---------- Information shown ----------

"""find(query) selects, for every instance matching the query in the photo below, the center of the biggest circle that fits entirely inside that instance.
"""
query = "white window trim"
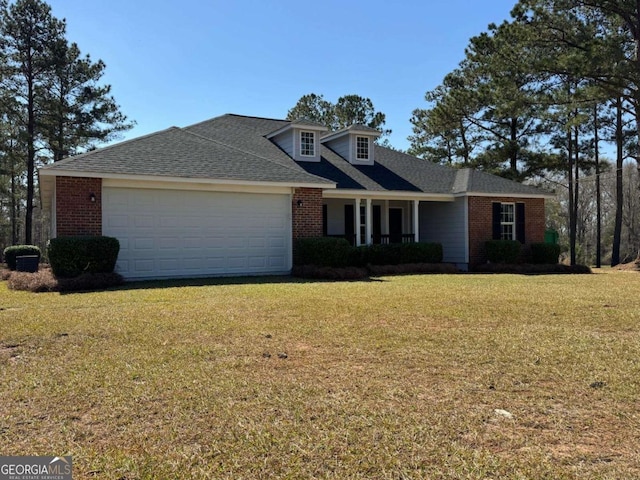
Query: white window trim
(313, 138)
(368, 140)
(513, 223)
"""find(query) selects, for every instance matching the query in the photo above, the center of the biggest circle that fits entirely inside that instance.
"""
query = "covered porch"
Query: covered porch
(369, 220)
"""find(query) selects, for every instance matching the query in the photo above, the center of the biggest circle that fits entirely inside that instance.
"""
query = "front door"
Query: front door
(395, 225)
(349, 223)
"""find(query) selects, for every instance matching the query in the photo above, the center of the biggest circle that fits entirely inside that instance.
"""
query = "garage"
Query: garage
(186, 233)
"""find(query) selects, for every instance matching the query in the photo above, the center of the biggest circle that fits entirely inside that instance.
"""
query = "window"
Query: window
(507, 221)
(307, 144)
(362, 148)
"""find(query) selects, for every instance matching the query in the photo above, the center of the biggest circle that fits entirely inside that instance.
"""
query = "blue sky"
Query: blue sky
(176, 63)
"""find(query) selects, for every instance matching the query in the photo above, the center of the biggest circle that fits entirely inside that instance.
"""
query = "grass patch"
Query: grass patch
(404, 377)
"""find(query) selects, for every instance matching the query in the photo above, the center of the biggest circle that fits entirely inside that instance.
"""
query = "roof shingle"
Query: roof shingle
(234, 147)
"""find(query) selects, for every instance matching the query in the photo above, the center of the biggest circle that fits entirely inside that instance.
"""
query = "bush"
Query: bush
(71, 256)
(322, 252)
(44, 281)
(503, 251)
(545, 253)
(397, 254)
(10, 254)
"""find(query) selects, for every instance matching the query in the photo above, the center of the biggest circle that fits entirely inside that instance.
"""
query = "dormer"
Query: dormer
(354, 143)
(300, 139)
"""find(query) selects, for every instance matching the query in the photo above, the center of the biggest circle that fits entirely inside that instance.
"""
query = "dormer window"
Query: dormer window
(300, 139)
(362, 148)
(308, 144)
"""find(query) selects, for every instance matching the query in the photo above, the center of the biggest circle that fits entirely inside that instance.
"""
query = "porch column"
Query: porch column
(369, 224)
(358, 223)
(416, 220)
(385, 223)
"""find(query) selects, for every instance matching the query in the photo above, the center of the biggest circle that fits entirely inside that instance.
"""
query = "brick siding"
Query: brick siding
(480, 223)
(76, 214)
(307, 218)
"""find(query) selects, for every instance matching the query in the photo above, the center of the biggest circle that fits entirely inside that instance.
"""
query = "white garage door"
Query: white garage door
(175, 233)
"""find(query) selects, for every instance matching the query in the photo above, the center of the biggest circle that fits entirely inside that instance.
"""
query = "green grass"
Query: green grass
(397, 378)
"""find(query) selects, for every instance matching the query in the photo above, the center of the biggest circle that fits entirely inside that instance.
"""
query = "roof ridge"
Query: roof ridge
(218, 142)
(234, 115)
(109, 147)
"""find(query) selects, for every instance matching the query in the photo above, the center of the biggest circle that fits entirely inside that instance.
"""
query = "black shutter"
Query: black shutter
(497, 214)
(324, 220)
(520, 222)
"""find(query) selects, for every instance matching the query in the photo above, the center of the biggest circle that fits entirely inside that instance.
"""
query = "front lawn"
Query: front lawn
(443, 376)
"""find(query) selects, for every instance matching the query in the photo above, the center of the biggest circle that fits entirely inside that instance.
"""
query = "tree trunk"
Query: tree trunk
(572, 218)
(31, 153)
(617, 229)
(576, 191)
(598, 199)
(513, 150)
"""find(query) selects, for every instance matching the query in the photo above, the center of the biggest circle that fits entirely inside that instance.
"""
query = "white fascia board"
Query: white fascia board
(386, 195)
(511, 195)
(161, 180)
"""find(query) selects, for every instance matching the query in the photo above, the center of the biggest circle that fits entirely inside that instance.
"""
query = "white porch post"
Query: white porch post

----------

▸ **Work instructions**: Read through the material above, and whenever a line contains "post", copy it.

▸ **Problem solution**:
query = "white porch post"
Query: white porch post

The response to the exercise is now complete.